**GOAL OF THE EXERCISE:** According to the trajectory optimization notes, what two things can ease the problems of forward shooting?

**DOCUMENT EXTRACT:**
## Start

Forward shooting has issues with small changes at the begining can have large impact on the end result.  It also has a very narrow feasible region- it can't work through infeasible regions or gets stuck in a local minima.  This can be mitigated by initializing from a demo, or adding in some randomness.<br>

Collocation: simultaneously optimized for actions and states, with constraints.<br>
Direct collocation: uses an inverse dynamics function to have the states rely on their neighbors, not on all the following states.  No instabilities from forward integration, not a forward dynamics function anymore.  Satisfaction of dynamics is an explicit constraint (can be hard or soft), so less prone to local minima.<br>

#### Numerical Solutions for Direct Collocation Methods
- Set up a TensorFlow graph and optimize with gradient descent, convergence is slow, instead:
- Use a truncated 2nd order method (Iterative LQR, DDP)
 - Gauss-Newton Method: get trajectory, get the gradient and Hessian, get the solution by iterative Gauss-newton steps.
 
#### Dynamics with contact
Shooting and collocation methods work for movement without contact, with contact (manipulation, walking, etc.) either method is hard to apply.<br>
Jumps and contact forces may be discontinuous.<br>
No gradient for inactive contacts, can't understand that new forces will be applied.<br>

Contact activity is an indirect function of state. Make contact activity a direct optimization variable.<br>

#### Contact-invariant optimization
State also contains contact decision varibles that tell if a part is in contact with something.  These are independet of the poses, can be decided independent of the pose.  Must have consistence for contact variable, penalties are added for forces that are not wanted.  This removes discontinuities because of contact.<br>
Start out very soft (few rules for movement) and start enforcing them until you get motion where all forces are plausible and all forces agree with the poses.

#### Learning Policies from Trajectory Optimization
Trajectory optimization only solves a particular problem. Need to learn control policies to generalize the learning through imitation of optimal control.  <br>
Some policies may be difficult to learn because they are very inconsistent, sometimes splitting between 2 policies may create a problem (starting w/left or right- can't use the average).<br>
Can add auxillary variables, enforce soft consistency between variables, search in the larger/easier space.

## End

**DATA LINES:**
## Start

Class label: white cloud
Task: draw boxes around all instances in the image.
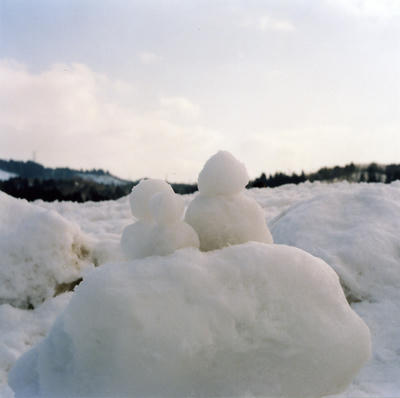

## End

**PROBLEM SOLUTION:** Initializing from a demo or adding some randomness.